*Directive*. Pull out every line below that contains the word "door" and copy each one in full.

*Data lines*.
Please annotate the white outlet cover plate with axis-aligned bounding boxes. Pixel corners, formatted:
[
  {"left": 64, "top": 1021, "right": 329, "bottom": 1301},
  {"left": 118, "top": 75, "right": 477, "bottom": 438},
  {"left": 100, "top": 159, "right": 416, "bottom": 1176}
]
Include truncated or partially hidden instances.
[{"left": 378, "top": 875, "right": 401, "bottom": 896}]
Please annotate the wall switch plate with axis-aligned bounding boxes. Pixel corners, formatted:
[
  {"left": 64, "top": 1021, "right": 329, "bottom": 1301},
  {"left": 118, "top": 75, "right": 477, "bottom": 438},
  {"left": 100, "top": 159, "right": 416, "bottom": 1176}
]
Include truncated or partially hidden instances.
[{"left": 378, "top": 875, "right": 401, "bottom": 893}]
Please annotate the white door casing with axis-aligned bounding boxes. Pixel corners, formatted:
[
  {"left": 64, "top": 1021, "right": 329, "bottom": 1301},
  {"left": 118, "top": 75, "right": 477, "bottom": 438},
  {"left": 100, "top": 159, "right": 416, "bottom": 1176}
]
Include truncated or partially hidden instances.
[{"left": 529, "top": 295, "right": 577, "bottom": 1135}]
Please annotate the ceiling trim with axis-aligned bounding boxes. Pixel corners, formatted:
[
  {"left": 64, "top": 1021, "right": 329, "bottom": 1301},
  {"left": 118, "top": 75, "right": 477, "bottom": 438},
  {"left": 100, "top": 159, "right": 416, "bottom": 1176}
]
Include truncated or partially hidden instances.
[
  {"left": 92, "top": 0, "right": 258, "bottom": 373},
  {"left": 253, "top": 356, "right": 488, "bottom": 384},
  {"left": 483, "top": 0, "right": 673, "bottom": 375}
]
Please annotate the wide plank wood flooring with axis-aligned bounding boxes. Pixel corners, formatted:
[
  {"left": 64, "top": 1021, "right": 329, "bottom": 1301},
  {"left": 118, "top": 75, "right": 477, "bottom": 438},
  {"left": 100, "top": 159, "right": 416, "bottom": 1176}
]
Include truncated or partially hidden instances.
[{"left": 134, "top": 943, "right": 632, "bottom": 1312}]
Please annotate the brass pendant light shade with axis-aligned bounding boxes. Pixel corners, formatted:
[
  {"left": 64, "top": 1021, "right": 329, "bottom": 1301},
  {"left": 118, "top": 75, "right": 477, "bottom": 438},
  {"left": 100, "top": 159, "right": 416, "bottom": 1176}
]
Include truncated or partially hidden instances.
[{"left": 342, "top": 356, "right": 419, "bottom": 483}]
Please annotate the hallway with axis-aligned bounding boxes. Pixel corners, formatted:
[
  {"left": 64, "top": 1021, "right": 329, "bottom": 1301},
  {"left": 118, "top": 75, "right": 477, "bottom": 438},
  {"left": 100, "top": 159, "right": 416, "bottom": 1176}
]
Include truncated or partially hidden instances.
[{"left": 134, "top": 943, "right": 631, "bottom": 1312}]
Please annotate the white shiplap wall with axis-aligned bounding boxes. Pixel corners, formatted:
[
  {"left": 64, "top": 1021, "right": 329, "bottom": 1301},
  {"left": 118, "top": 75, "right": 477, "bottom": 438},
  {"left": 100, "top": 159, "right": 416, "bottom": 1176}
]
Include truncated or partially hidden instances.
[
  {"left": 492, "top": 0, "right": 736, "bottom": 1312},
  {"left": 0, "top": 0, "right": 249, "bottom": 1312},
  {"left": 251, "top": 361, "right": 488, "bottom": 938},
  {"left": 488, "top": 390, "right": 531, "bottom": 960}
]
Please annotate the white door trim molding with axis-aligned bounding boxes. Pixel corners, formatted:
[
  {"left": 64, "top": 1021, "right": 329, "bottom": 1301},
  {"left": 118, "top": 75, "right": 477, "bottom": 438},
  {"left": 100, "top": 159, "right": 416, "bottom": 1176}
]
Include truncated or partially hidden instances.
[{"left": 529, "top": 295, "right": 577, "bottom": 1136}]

*Response for this exercise*.
Please annotate the white door casing with axis-aligned bounding boxes. Pixel corners, formatted:
Please annotate the white door trim molding with axis-aligned bounding boxes. Pixel corners, formatted:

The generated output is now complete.